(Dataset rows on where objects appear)
══════════

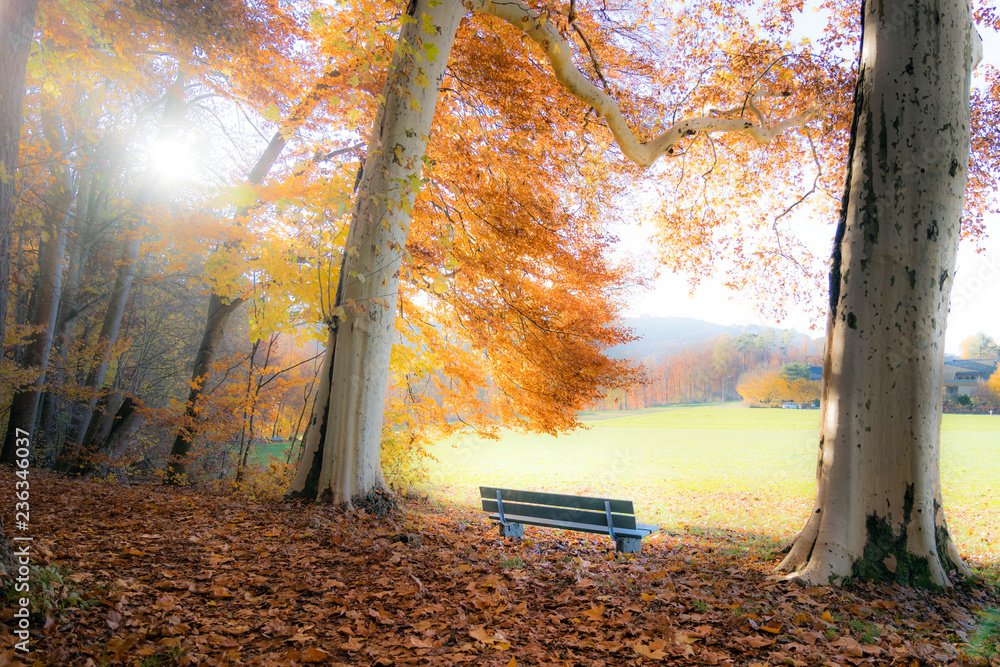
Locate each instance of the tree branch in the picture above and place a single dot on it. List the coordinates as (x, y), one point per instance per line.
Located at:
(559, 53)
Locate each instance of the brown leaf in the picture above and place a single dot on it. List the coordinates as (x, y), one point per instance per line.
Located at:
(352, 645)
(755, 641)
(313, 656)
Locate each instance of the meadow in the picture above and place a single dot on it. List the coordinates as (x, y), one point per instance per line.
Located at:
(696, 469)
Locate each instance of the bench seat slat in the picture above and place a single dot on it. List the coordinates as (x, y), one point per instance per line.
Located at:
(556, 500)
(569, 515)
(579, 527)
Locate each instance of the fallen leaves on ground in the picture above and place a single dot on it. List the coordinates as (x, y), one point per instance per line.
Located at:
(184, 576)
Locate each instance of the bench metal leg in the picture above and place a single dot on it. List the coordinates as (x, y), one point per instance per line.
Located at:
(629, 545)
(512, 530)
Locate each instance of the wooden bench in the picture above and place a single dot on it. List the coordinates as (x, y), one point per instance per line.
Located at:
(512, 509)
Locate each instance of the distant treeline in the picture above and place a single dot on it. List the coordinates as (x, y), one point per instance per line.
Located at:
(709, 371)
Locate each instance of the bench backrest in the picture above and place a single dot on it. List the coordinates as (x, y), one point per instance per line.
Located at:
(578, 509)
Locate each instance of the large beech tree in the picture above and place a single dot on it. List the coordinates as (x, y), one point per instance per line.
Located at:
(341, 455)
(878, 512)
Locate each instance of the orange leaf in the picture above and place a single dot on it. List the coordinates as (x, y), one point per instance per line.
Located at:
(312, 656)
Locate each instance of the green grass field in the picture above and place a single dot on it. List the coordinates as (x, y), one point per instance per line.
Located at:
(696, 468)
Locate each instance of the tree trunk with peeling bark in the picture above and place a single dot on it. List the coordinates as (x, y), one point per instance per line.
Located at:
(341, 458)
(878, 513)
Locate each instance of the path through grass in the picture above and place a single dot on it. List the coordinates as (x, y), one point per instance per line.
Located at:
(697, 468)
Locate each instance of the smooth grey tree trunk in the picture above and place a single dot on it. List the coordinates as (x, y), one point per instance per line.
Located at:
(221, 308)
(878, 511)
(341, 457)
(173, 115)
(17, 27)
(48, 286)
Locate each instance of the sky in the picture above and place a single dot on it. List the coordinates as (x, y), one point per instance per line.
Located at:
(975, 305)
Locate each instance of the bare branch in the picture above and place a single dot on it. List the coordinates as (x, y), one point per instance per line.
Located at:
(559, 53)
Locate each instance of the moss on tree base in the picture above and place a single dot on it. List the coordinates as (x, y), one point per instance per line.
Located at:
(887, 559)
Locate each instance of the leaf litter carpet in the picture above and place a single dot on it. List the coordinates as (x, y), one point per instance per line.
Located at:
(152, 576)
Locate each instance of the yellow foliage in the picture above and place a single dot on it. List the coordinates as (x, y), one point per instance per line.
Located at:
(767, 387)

══════════

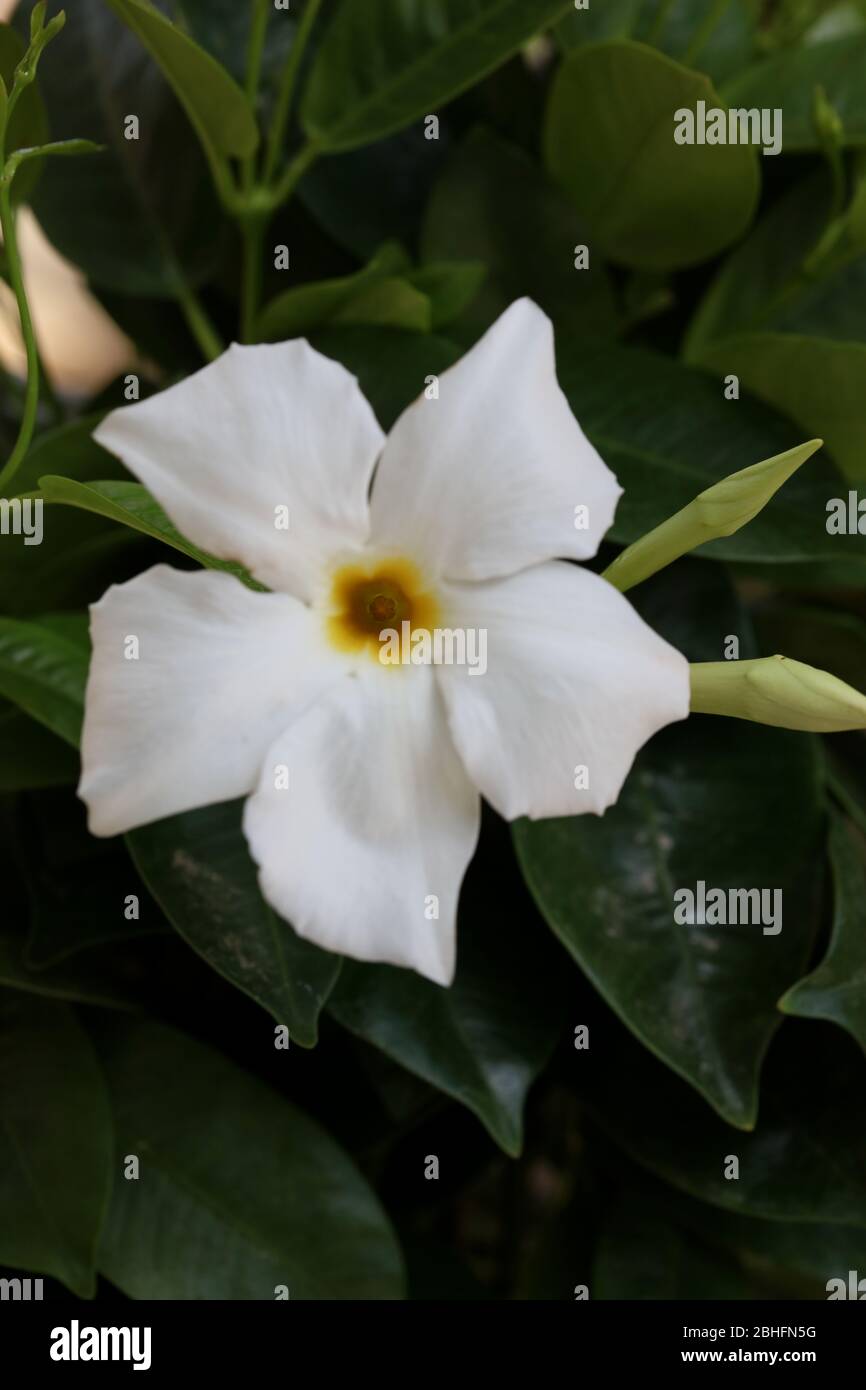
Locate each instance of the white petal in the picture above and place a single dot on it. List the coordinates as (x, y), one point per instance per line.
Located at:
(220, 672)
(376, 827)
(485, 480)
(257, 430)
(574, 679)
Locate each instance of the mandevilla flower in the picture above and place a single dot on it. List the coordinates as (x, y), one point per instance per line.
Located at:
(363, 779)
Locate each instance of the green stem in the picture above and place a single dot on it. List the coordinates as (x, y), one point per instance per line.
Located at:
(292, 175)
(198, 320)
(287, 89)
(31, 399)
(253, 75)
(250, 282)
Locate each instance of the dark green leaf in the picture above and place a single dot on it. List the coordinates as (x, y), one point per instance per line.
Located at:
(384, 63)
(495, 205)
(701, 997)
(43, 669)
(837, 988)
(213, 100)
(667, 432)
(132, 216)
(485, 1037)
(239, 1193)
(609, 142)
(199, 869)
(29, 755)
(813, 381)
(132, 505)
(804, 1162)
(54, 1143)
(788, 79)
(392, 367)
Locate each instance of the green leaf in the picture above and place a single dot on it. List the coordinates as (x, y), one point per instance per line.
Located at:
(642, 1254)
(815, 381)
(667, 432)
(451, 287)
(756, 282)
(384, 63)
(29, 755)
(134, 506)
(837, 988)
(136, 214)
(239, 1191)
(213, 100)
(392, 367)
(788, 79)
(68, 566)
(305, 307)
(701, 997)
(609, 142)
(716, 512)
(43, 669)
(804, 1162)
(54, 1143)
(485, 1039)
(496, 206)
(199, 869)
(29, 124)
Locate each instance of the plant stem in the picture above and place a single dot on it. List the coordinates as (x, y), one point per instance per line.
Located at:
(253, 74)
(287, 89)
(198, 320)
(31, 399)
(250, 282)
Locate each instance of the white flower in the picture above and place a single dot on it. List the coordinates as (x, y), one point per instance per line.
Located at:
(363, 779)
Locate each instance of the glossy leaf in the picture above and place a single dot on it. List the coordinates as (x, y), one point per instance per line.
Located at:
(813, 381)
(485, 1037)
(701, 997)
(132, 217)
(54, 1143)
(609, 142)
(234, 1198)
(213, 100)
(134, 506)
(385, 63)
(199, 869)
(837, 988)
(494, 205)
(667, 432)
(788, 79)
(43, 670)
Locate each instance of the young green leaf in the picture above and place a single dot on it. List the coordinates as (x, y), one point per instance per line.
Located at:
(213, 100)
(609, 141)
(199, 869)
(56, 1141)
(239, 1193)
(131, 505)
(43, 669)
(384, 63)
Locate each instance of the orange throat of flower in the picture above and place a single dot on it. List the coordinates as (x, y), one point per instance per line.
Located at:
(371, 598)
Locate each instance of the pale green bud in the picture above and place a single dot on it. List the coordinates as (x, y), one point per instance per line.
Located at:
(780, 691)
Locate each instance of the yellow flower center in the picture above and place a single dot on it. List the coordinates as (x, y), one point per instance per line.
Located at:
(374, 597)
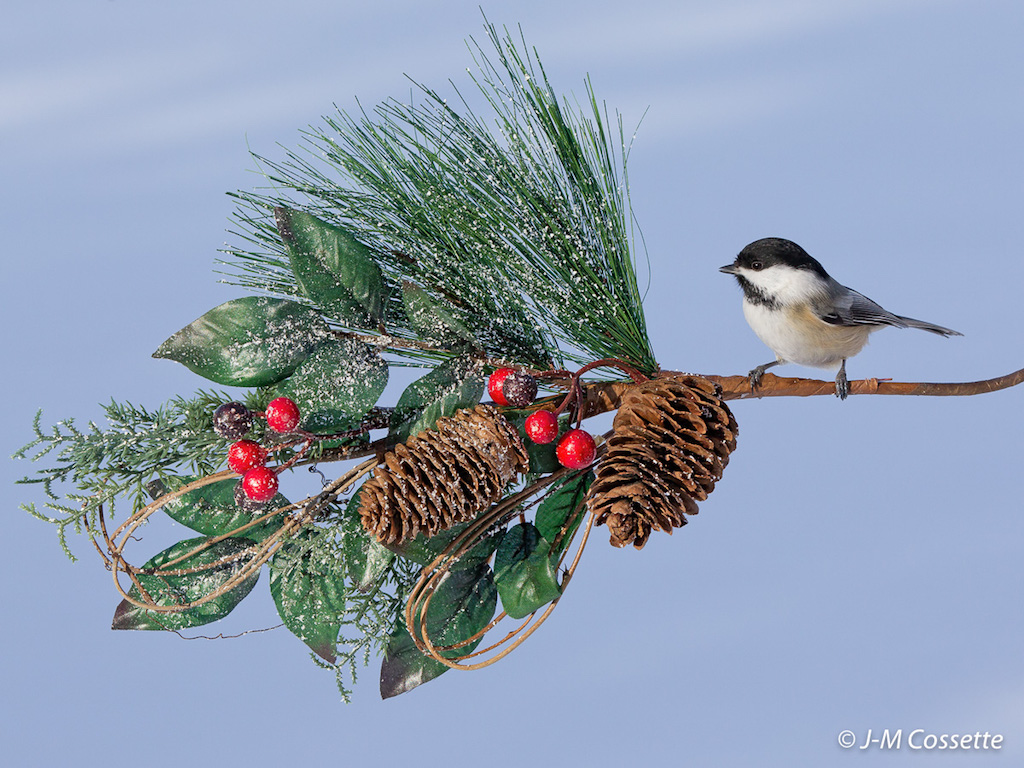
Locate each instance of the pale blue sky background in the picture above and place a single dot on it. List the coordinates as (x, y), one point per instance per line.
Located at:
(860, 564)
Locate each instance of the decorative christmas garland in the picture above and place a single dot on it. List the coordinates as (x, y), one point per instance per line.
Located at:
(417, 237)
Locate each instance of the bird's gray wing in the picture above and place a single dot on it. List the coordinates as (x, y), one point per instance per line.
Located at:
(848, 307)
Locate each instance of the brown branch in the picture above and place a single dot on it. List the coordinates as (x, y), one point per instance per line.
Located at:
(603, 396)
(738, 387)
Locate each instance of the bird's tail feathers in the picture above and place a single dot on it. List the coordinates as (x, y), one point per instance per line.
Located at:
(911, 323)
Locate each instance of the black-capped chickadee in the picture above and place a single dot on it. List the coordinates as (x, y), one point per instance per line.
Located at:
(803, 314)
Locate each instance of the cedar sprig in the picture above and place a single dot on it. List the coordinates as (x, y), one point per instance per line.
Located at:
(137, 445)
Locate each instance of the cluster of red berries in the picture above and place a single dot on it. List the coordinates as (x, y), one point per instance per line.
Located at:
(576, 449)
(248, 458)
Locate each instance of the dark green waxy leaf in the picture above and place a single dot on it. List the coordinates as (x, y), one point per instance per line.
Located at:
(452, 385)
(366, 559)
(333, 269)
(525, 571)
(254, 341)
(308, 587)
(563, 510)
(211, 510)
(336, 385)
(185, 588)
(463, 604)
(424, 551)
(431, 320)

══════════

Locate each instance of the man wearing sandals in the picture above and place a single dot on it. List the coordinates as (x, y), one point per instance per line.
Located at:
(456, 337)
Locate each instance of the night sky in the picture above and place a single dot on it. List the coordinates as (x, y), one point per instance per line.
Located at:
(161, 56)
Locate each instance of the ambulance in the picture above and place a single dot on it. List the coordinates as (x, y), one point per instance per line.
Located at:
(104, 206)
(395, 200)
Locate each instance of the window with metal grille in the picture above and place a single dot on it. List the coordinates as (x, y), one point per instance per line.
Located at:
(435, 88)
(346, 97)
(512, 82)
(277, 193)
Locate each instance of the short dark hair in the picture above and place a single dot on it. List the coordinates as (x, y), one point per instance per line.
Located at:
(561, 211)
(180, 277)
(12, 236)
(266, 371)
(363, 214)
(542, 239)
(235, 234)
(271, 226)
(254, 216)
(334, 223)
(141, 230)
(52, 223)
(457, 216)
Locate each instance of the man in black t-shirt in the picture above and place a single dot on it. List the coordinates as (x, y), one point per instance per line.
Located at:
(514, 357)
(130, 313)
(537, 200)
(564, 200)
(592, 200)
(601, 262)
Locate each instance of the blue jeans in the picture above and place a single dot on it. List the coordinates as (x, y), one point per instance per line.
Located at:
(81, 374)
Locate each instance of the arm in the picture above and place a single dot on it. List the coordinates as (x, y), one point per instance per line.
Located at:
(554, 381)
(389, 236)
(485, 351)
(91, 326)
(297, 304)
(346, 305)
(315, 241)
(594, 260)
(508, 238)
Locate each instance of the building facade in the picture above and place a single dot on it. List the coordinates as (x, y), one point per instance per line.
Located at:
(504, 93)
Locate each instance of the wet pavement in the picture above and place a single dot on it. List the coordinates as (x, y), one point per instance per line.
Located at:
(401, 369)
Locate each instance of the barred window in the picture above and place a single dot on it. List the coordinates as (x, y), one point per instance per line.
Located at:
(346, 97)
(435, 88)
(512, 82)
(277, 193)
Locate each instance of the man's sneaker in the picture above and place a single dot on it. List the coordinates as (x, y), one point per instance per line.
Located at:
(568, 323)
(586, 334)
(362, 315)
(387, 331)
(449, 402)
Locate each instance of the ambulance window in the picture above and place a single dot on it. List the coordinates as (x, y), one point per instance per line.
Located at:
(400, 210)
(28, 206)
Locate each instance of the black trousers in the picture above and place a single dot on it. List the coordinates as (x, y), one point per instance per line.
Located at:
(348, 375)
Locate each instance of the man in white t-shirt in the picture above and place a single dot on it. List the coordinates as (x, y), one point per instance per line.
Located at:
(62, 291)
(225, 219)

══════════

Identify every line in the rows above that contains the word "cluster", and copy each of those lines in full. Case counts.

### Task output:
Locate each instance of the cluster of red berries in the picture above and place a single dot on it. List the coordinates as (x, y), one point per instance per line.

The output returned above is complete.